(Recorded data)
......

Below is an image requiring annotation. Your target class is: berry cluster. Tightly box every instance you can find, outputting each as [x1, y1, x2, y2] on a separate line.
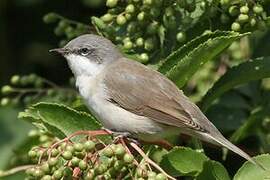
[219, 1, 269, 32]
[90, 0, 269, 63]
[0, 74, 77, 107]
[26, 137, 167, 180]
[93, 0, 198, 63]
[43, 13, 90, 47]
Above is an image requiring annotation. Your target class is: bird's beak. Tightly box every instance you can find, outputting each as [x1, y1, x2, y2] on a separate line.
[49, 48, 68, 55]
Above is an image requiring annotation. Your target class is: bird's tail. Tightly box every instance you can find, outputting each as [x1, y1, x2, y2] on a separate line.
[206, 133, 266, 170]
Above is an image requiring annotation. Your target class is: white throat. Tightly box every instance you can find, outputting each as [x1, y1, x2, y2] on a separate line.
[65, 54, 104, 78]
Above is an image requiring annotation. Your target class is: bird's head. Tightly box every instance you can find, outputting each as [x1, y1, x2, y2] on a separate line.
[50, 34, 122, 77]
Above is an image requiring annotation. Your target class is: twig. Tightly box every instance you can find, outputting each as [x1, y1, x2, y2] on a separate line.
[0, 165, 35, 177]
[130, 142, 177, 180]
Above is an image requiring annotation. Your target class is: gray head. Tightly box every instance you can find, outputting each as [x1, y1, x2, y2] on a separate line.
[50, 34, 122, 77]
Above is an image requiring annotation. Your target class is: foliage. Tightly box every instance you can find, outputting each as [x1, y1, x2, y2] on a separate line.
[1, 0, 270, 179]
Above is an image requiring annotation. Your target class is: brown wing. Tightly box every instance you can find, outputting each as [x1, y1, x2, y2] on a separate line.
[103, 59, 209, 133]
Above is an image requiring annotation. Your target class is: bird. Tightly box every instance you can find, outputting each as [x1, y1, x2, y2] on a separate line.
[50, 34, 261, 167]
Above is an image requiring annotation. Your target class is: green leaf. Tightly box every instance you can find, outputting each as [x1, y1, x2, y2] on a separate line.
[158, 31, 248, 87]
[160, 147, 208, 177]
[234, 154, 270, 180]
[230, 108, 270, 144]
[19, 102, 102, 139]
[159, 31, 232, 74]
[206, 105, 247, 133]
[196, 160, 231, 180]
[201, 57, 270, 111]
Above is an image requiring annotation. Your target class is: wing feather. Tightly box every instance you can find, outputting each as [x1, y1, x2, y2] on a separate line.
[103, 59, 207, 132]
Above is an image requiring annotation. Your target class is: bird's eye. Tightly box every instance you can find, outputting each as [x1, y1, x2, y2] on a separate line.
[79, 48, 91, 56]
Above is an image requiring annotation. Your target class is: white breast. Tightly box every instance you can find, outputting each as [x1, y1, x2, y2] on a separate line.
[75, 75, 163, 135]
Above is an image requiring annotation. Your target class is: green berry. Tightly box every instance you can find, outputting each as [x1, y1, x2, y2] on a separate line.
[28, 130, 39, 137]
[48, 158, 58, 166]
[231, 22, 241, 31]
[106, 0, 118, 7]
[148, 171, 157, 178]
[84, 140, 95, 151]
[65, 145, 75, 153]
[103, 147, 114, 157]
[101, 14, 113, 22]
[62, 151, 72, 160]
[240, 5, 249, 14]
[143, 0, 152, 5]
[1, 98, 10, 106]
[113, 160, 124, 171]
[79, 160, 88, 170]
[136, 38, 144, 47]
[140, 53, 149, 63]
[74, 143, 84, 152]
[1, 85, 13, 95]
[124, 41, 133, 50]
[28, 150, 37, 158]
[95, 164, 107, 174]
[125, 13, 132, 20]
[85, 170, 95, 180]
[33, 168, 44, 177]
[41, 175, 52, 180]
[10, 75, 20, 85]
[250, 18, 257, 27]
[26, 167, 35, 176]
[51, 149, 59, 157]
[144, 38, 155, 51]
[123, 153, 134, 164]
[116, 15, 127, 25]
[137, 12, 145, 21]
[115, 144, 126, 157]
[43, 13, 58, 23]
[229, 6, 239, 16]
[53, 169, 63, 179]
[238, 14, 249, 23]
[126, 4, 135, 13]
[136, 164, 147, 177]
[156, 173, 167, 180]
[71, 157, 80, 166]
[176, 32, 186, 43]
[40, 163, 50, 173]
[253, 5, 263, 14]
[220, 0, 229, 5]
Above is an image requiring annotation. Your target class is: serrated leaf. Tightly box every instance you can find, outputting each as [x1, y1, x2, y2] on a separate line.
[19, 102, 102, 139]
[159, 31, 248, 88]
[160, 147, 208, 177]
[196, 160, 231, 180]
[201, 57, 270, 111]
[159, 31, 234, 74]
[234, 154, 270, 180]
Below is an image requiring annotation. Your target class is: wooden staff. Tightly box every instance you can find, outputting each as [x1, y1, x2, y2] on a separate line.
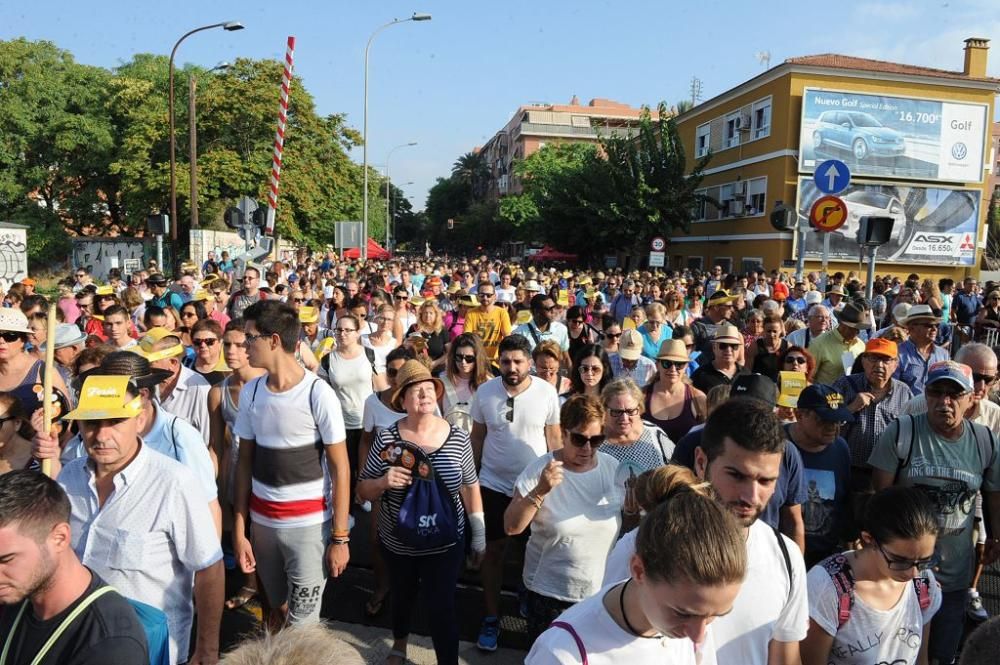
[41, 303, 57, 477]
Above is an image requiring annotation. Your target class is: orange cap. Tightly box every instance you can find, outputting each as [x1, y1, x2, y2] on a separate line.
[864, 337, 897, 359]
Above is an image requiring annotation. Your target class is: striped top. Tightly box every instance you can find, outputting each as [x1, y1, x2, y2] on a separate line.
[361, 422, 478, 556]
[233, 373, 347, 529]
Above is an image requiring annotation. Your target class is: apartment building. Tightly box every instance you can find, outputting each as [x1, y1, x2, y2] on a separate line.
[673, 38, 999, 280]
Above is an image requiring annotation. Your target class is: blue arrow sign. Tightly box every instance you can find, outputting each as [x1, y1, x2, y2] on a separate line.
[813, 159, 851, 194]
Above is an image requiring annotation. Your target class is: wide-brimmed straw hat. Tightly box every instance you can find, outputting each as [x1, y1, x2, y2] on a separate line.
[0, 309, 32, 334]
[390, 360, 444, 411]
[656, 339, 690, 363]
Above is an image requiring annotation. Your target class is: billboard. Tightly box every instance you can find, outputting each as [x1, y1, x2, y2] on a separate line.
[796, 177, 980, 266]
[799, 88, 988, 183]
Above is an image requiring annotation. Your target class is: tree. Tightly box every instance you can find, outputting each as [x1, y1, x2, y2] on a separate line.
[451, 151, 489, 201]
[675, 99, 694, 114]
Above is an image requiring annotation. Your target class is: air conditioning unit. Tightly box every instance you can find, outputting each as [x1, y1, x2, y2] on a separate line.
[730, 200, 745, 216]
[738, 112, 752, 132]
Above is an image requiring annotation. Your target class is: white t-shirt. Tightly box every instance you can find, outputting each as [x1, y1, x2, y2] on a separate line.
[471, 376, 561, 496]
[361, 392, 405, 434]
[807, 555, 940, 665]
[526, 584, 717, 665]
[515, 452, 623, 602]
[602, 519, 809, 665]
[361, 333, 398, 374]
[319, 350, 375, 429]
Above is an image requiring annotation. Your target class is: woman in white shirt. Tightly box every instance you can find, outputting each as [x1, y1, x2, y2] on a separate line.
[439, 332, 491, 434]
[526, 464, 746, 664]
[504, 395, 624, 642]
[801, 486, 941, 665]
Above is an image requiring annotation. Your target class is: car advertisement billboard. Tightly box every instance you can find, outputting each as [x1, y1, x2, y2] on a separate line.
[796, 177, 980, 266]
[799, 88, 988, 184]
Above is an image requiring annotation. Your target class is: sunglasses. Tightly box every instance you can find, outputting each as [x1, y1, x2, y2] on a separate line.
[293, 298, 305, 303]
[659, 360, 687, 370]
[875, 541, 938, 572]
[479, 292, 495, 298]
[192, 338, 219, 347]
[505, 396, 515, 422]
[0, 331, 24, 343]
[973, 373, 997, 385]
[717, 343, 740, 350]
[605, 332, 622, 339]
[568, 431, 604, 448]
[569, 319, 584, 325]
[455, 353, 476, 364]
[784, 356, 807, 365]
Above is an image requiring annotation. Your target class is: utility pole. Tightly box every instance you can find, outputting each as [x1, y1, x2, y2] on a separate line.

......

WHAT YOU NEED TO DO: Leaving the pictures out, reproduce the entries above exactly.

ANSWER TO THIS EXERCISE:
Below is an image requiring annotation. Your target class is: berry cluster. Tightly box every instance you can find, outputting each as [x1, y1, x2, y2] on a separate line.
[219, 1, 269, 32]
[90, 0, 269, 63]
[0, 74, 77, 107]
[26, 137, 167, 180]
[93, 0, 198, 63]
[43, 13, 90, 47]
Above is an image requiring annotation. Your target class is: bird's beak. Tightly box every instance you can find, outputting each as [x1, y1, x2, y2] on a separate line.
[49, 48, 68, 55]
Above is an image requiring annotation. Your target class is: bird's tail. Tightly box every instance you can find, outputting each as [x1, y1, x2, y2] on a separate line.
[206, 133, 266, 170]
Above is an image requiring annotation. Your target class is: white throat. Tightly box every instance you can find, outputting each as [x1, y1, x2, y2] on a separate line.
[65, 54, 104, 78]
Above is an image requiring annotation. Your target class is: bird's head. Tightly box every instance you can find, outputting each as [x1, y1, x2, y2] on a separate line.
[50, 34, 122, 77]
Above is an image requiring annotation. Your target class is: twig. Tightly box every instance you can find, outputting each as [x1, y1, x2, y2] on a separate line.
[0, 165, 35, 177]
[130, 142, 177, 180]
Above is an image requiring annotation. Your target class is: gray head. Tightly box every instance you can find, outputting each as [x1, y1, x2, y2] on a separate line.
[50, 34, 122, 77]
Above is an image requiring annotation. Your target class is: foliage. Tightly box every instance you can find, outputting each as [x1, y1, x2, y2] on a separate line.
[1, 0, 270, 179]
Above is an image requiring annotation. Your target class is: brown wing. Tightly box every instance you can find, outputting each as [x1, y1, x2, y2] on a separate line.
[103, 59, 209, 133]
Above is an image requiring annotation. Your target class is: bird. Tightly box every instance you can find, outputting each as [x1, y1, x2, y2] on a separate line.
[50, 34, 261, 167]
Above is an image requiring annotation. Your target class is: green leaf. Tightly box every instance you can find, outputting each as [x1, y1, x2, y2] on a separate line.
[158, 31, 248, 87]
[160, 147, 208, 177]
[234, 154, 270, 180]
[230, 108, 270, 144]
[19, 102, 102, 139]
[159, 31, 232, 74]
[206, 105, 247, 133]
[196, 160, 231, 180]
[201, 57, 270, 111]
Above is an image requiring annotation. Your target class is: wing feather. Tightly box every instance you can find, outputting each as [x1, y1, x2, y2] on a separate line.
[103, 59, 207, 132]
Above is an image requiring annotation. Your target class is: bird's eye. Tightly box every instance you can find, outputting each as [x1, y1, x2, y2] on a separate line.
[79, 48, 91, 56]
Above is an image requiring annotation. Your target class is: white breast. Tightly box every instance you can find, outputting each as [x1, y1, x2, y2] on a separate line.
[75, 75, 163, 135]
Above is an image requiring annotation. Your target class is: green berry. Tightly box every instance you can find, outputting each as [x1, y1, x2, y2] on a separate line.
[28, 130, 39, 137]
[48, 158, 58, 166]
[231, 22, 241, 31]
[106, 0, 118, 7]
[148, 171, 157, 178]
[84, 140, 95, 151]
[65, 145, 75, 153]
[103, 147, 114, 157]
[101, 14, 113, 22]
[62, 151, 72, 160]
[240, 5, 249, 14]
[143, 0, 152, 5]
[1, 98, 10, 106]
[113, 160, 124, 171]
[79, 160, 88, 170]
[136, 38, 144, 47]
[140, 53, 149, 63]
[74, 143, 84, 152]
[1, 85, 13, 95]
[124, 41, 133, 50]
[28, 150, 37, 158]
[95, 164, 107, 174]
[125, 13, 132, 20]
[85, 170, 95, 180]
[33, 168, 44, 177]
[41, 175, 52, 180]
[10, 75, 20, 85]
[250, 18, 257, 27]
[26, 167, 35, 176]
[51, 149, 59, 157]
[144, 38, 155, 51]
[123, 153, 134, 164]
[116, 15, 127, 25]
[137, 12, 145, 21]
[115, 144, 126, 157]
[43, 13, 58, 23]
[229, 6, 239, 16]
[53, 169, 63, 179]
[238, 14, 249, 23]
[126, 4, 135, 13]
[136, 164, 147, 177]
[156, 173, 167, 180]
[71, 157, 80, 166]
[176, 32, 186, 43]
[40, 163, 50, 173]
[253, 5, 263, 14]
[220, 0, 229, 5]
Above is an image requiring annotation. Your target class is: serrated leaf. Tightly box every instance you can find, outputting each as [x1, y1, x2, y2] on a separate line.
[19, 102, 102, 139]
[159, 31, 248, 88]
[160, 147, 208, 177]
[196, 160, 231, 180]
[201, 57, 270, 111]
[159, 31, 234, 74]
[234, 154, 270, 180]
Below is an image requiring annotation. Your target class is: wooden staff. Tightly box every instance you can find, outputting each as [x1, y1, x2, y2] on a separate line.
[41, 303, 57, 477]
Above is an image requiring annotation. Your target class is: orange cap. Tightly box every instance you can find, outputting each as [x1, y1, x2, y2] on a separate line.
[864, 337, 897, 359]
Above is an image requiring annotation. Your target class is: striped top. Tightly box every instance you can find, outputting each as [x1, y1, x2, y2] on a separate line.
[361, 422, 478, 556]
[233, 373, 347, 529]
Above is an image requiring annotation. Your target class is: apartment building. Tightly box every instance you can find, outputting each as [x1, y1, x2, y2] on a separate line.
[673, 38, 999, 280]
Above is an image requiring annotation. Your target class is: blue arrow sign. Tightly box every instance you can find, outputting each as [x1, y1, x2, y2] on a separate line.
[813, 159, 851, 194]
Above is an image requiring annotation. Your target class is: wide-brimmed straw hat. Tightly box every instance you can find, outputting each as [x1, y1, x2, y2] on a separate line.
[0, 309, 32, 334]
[390, 360, 444, 411]
[656, 339, 690, 363]
Above is an image requiring annotation. Your target class is: billboard. Tightly box every instance you can find, outputting each as [x1, y1, x2, y2] on a separate line.
[796, 177, 980, 266]
[799, 88, 988, 183]
Above is an image requiring annotation. Your target class is: tree. Tightly box every instance you can find, outputting each as [x1, y1, x2, y2] on a separate line.
[451, 151, 489, 201]
[675, 99, 694, 114]
Above is an image requiring annotation. Your target class is: air conditioning unit. Tightly box every instance you can find, outputting each as [x1, y1, x2, y2] on a separate line.
[730, 200, 745, 216]
[738, 112, 752, 132]
Above is an image requiring annotation. Your target class is: white t-shirt. Tightly box every instance you can find, outputting each as [x1, y1, x2, y2] on a separate line.
[471, 376, 561, 496]
[361, 392, 405, 434]
[807, 555, 940, 665]
[526, 584, 717, 665]
[515, 452, 623, 602]
[602, 519, 809, 665]
[361, 333, 398, 374]
[319, 350, 375, 429]
Above is an image requiring annotation. Your target class is: woman in white shirt. Tightly box every instance you can find, outputting each as [x1, y1, x2, y2] on a separate line.
[439, 332, 491, 434]
[526, 464, 746, 664]
[504, 395, 624, 642]
[801, 486, 941, 665]
Above is an image requiring annotation. Your target class is: car advertisement billboard. Tightly box every instance you can find, outputting each as [x1, y1, x2, y2] on a separate line.
[796, 177, 980, 266]
[799, 88, 988, 184]
Above is an image requiring annotation. Your target class is: sunglasses. Tightly box every instance you can find, outputting each as [x1, y1, x2, y2] on a separate line.
[293, 298, 305, 303]
[659, 360, 687, 370]
[875, 541, 938, 572]
[479, 292, 495, 298]
[192, 338, 219, 347]
[505, 396, 515, 422]
[0, 331, 24, 343]
[973, 373, 997, 385]
[717, 343, 740, 350]
[605, 332, 622, 339]
[568, 431, 604, 448]
[569, 319, 584, 325]
[455, 353, 476, 364]
[784, 356, 807, 365]
Above is an image requiring annotation. Your target class is: utility pole. Tightly box every instance you can find, outputting each as [x1, y1, x2, y2] on a separate line.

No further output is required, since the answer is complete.